**ЗАДАНИЯ:**
1. Какое решение, согласно тексту страницы, Поликарпов сообщил Пастернаку в ответ на его письмо?
2. Зачем, по тексту страницы, Пастернак просит выписать пропуск девочке, ожидающей внизу? Ответьте одним–тремя предложениями.

**ТЕКСТ СТРАНИЦЫ:**
========================================

Вид у Поликарпова был в самом деле не лучший — еще бы, после бессонной недели! В кабинете находился еще один худой человек с какой-то папкой — он вроде бы показался Ивинской смутно знакомым по портретам, но кто это, она не узнала. Поликарпов предложил им сесть в глубокие кожаные кресла.

— Пожалуйста, выпишите пропуск девочке внизу,— попросил Пастернак.— Она будет меня отпаивать валерьянкой.

— Как бы нас не пришлось отпаивать,— покачал головой Поликарпов,— нечего девочку путать, и так слышит бог знает что.

— Ничего страшного, пусть сама разберется,— упорствовал Пастернак.

— Ладно, пусть она ждет,— вмешалась Ивинская.

Поликарпов поднялся из-за стола и торжественно сообщил, что письмо Пастернака получено (он не уточнял, кем — все и так было понятно; прямо-таки «Ваш роман прочитали»).

— Вот ответ,— он выдержал паузу.— Вам разрешено остаться на Родине. Правда, остановить гнев народа мы сейчас не можем. Вам самому теперь придется мириться с народом. Например, остановить завтрашний номер «Литературной газеты» не в наших силах…

— Как вам не совестно, Дмитрий Алексеевич!— закричал Пастернак, тоже вскакивая.— Какой гнев народа?! Ведь в вас есть что-то человеческое! (Можно ли вообразить советского писателя, обращающегося с такими словами к завотделом ЦК КПСС?) Как вы можете лепить такие трафареты?! Народ — это священное слово, а вы его словно по нужде из штанов вынимаете! Это слово — «народ» — вообще произносить нельзя!

Поликарпов шумно вдохнул, сдержался, походил по кабинету, чтобы успокоиться, и снова встал перед Пастернаком.

— Ладно, ладно, теперь будем мириться.

========================================

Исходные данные
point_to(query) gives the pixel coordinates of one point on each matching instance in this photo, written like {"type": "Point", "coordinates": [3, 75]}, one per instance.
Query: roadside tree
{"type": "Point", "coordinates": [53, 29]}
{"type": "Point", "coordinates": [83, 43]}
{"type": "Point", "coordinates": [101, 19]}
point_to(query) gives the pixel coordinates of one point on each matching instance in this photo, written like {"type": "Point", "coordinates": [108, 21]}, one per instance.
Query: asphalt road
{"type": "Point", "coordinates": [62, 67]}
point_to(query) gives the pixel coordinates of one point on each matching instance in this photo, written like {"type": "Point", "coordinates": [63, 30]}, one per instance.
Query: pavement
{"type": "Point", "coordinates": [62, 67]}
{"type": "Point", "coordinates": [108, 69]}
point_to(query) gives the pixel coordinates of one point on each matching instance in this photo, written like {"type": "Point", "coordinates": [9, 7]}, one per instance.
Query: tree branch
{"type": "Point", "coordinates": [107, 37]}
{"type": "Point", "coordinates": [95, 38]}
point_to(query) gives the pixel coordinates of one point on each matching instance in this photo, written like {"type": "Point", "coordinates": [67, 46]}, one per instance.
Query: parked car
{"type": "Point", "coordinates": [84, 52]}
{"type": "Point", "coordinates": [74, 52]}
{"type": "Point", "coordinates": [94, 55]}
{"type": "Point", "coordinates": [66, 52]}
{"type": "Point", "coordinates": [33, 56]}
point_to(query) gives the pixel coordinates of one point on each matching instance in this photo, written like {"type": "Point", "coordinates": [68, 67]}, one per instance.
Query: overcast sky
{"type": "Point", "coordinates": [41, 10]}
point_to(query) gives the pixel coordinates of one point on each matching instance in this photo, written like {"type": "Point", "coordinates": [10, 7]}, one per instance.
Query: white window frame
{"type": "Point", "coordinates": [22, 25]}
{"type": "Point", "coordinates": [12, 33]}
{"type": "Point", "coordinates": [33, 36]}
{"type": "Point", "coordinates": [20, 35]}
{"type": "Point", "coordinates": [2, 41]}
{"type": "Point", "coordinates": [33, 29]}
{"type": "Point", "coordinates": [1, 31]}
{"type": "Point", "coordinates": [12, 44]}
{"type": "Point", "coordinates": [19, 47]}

========================================

**ОТВЕТЫ:**
1. Пастернаку разрешено остаться на Родине.

2. Пастернак объясняет, что девочка будет отпаивать его валерьянкой.